Your answer must be the full set of records, copied exactly, with no pictures in it.

# Data extracted from a collection

---+---

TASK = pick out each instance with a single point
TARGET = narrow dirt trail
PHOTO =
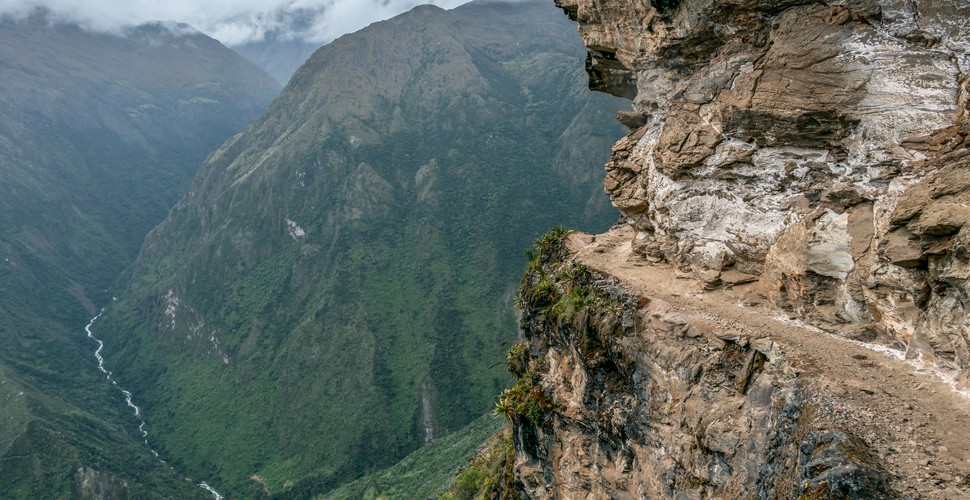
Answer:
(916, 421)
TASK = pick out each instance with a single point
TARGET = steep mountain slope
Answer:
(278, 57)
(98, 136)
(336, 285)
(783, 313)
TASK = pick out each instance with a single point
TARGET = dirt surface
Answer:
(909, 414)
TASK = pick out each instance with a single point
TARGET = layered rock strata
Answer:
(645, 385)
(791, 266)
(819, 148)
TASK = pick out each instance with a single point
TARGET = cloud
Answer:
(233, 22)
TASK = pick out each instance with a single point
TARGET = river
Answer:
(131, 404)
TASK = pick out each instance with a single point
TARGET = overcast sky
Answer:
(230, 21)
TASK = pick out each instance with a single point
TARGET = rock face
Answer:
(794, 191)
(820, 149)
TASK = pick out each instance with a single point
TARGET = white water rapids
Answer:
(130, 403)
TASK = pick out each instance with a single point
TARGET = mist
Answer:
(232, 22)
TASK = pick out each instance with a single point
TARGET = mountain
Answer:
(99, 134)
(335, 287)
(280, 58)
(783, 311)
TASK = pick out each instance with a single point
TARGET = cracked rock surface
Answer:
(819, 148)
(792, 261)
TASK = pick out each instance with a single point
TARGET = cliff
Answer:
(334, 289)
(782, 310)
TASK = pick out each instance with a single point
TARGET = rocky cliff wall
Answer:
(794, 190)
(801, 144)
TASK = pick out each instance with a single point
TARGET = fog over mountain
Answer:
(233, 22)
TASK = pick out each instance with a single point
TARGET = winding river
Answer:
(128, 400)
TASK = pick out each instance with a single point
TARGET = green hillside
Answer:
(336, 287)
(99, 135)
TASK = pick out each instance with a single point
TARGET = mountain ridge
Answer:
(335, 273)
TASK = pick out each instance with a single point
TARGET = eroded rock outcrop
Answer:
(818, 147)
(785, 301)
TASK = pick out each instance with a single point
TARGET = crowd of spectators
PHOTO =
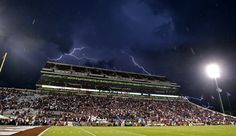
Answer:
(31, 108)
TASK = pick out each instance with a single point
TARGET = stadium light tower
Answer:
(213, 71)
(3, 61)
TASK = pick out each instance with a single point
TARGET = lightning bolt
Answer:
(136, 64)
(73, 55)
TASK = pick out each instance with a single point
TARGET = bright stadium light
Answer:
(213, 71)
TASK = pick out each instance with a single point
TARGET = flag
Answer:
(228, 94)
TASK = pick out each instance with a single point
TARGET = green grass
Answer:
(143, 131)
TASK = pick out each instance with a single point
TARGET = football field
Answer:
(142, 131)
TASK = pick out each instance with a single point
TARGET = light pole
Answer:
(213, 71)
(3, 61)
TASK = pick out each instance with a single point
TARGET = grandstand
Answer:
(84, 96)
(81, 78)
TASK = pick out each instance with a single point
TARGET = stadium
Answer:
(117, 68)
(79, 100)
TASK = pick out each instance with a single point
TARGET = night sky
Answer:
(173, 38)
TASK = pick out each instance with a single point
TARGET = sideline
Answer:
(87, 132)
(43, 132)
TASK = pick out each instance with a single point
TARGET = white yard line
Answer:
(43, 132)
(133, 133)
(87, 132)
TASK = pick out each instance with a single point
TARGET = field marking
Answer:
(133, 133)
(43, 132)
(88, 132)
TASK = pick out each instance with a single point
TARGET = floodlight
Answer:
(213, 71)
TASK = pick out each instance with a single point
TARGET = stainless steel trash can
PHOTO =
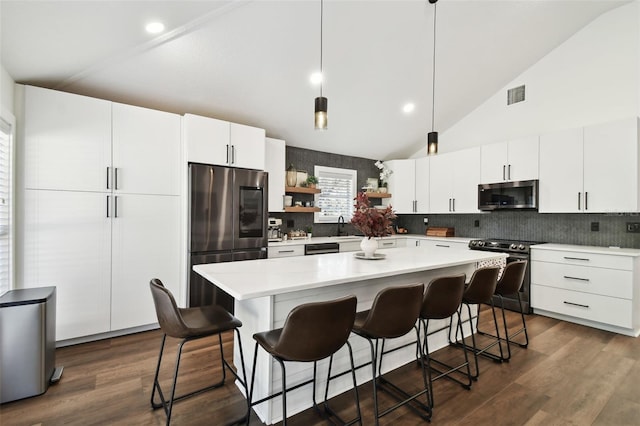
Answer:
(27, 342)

---+---

# EXPECTED ANSWER
TASK = pick out each instance with a single point
TARGET = narrow dirt trail
PHOTO =
Answer:
(916, 421)
TASK = pick out each instance with a single point
TARGET = steep mountain slope
Answer:
(278, 57)
(98, 136)
(336, 285)
(783, 313)
TASK = pick out each instance with a single point
TARGET = dirt surface
Answer:
(909, 414)
TASK = pick out each instance with a single point
TARGET = layered rock strata
Answer:
(645, 385)
(791, 266)
(819, 148)
TASK = pick out each instance with a single point
TARGET = cloud
Answer:
(233, 22)
TASK = pick out each instance with a single point
TARGET = river
Answer:
(131, 404)
TASK = pick out each instance with a single point
TARGET = overcast sky
Answer:
(230, 21)
TASK = pick out each instance with a single point
TARGET = rock face
Answer:
(794, 191)
(820, 149)
TASK = pick out each instance with a single point
TARGET = white water rapids
Answer:
(130, 403)
TASK = pick out each instance with a single point
TARGET = mist
Answer:
(232, 22)
TASK = pick out each instance with a single point
TARGET = mountain
Answer:
(99, 134)
(335, 287)
(280, 58)
(783, 311)
TASK = pick out each instance with a single point
TARGET = cracked rock surface
Answer:
(819, 148)
(792, 261)
TASK = pick out each instance with a single point
TARGET = cliff
Answer:
(334, 289)
(782, 310)
TASK = pick out each instance with a single point
TARGET = rocky cliff wall
Answer:
(794, 190)
(801, 144)
TASK = pick out each instance with a single point
TARGET = fog over mountain
Answer:
(233, 22)
TASK = pick out each instance with a single point
TARGET = winding river
Answer:
(128, 400)
TASK = pick out each instance with a single point
TARGET = green hillside
Answer:
(336, 287)
(99, 135)
TASK = pick out each instance with a single point
TARGET = mountain ridge
Answer:
(335, 273)
TASK = pick out each instance with a single point
TARGET = eroded rock outcrop
Answer:
(818, 147)
(785, 301)
TASK = pick out each instance with a single point
TARGET = crowd of spectators
PHOTO =
Answer:
(31, 108)
TASK = pick out each instance with a single point
TARGET = stadium light tower
Answer:
(213, 71)
(3, 61)
TASK = pick out each instance with a single point
TARGET = lightning bolt
Answer:
(136, 64)
(73, 55)
TASK = pick out each instance with a single point
TARGET = bright stadium light
Answer:
(213, 71)
TASK = pick out each instance with a single point
TARGET = flag
Answer:
(228, 94)
TASK = pick out each instance with a single point
TARGET = green grass
Answer:
(143, 131)
TASK = pick out each instance with a single point
TARGET = football field
Answer:
(142, 131)
TASK = pick out each instance with a single point
TARGET = light pole
Answer:
(213, 71)
(3, 61)
TASK = pick out each instance with a single point
TARGET = grandstand
Answer:
(84, 96)
(81, 78)
TASK = pick out each instance with a single point
TARGET = stadium
Answer:
(117, 68)
(79, 100)
TASK = pick out each instance with a single point
TARGET = night sky
Answer:
(173, 38)
TASK = pick out each instance with a single point
TARGET = sideline
Answer:
(87, 132)
(43, 132)
TASK = pick out each instance with a single point
TARGET = white yard line
Answer:
(43, 132)
(133, 133)
(87, 132)
TASK = pick out each instance with a single point
TARGET = field marking
Answer:
(133, 133)
(43, 132)
(88, 132)
TASK = pick out each instance with a single point
TARGET = floodlight
Answer:
(213, 71)
TASK = pick out each instance with a single point
TARGET = stainless steel trash can
PHOTO =
Answer:
(27, 342)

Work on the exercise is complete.